- SOURCE INFORMATION -
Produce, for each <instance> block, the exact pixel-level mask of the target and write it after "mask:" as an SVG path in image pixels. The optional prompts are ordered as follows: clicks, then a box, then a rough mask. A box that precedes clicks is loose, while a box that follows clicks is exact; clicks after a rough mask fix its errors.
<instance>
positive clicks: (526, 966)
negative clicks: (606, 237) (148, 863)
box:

- WHAT THE EXERCISE ASKS -
Return all the lines above exactly as given.

- RESPONSE BELOW -
Produce, for each <instance> block, the exact pixel-level mask of the target and write it after "mask:" as an SVG path in image pixels. The optional prompts are ordered as follows: clicks, then a box, then a rough mask. A box that precedes clicks is loose, while a box that follows clicks is exact; clicks after a rough mask fix its errors.
<instance>
positive clicks: (526, 966)
negative clicks: (606, 237) (148, 863)
box:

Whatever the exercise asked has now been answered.